═══ Text section ═══

A UBS bank logo from a branch in Geneva

UBS says it will buy back $19 billion-worth of auction-rate securities from its customers. With billions of losses already on its books, can UBS afford it? Bob Moon reports that maybe they can't afford not to.

A UBS bank logo from a branch in Geneva (Fabrice Coffrini/AFP/Getty Images)

More on International, Europe, America's Financial Crisis

TEXT OF STORY

KAI RYSSDAL: There's nothing like the threat of a potentially embarrassing, dragged-out legal battle to focus the mind. The minds in question today are those of the people running Wall Street's big banks and brokerages. More than a dozen of them are in the crosshairs of federal and state authorities over their sales of something called auction-rate securities. Those bonds have become virtually impossible to sell on the open market.

Yesterday we told you Citigroup is going to buy back more than $7 billion-worth of them from its customers. Merrill Lynch followed with a promise to buy back $10 billion. Today there's word UBS will buy back $19 billion worth. With billions of losses already on the books, it's a fair question to ask whether they can really afford to do that. Marketplace's Bob Moon reports maybe they can't afford not to.

═══ Provided records ═══

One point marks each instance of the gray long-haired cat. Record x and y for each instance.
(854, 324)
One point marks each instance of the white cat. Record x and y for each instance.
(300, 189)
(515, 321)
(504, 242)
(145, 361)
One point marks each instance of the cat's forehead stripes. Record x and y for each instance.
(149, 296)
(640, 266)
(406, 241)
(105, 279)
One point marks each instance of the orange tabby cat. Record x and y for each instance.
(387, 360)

═══
═══ Provided records ═══

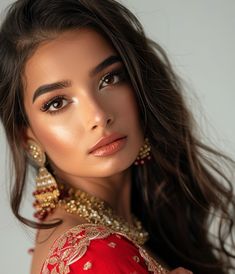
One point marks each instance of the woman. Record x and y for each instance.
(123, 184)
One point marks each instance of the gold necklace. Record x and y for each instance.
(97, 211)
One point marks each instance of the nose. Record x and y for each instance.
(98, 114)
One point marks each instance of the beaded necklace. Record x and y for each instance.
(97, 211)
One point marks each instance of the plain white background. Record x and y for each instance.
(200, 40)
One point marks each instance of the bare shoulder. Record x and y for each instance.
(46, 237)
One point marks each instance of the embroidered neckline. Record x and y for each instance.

═══

__Written request 1__
Write out the portion of the UBS buyback story that begins with the words "TEXT OF STORY" and ends with "the open market.".
__Written request 2__
Put the rows from the line containing "One point marks each instance of the beaded" through the line containing "One point marks each instance of the embroidered", both included, into a numbered list, leaving out any blank lines.

__Complete output 1__
TEXT OF STORY

KAI RYSSDAL: There's nothing like the threat of a potentially embarrassing, dragged-out legal battle to focus the mind. The minds in question today are those of the people running Wall Street's big banks and brokerages. More than a dozen of them are in the crosshairs of federal and state authorities over their sales of something called auction-rate securities. Those bonds have become virtually impossible to sell on the open market.

__Complete output 2__
1. One point marks each instance of the beaded necklace. Record x and y for each instance.
2. (97, 211)
3. One point marks each instance of the plain white background. Record x and y for each instance.
4. (200, 40)
5. One point marks each instance of the bare shoulder. Record x and y for each instance.
6. (46, 237)
7. One point marks each instance of the embroidered neckline. Record x and y for each instance.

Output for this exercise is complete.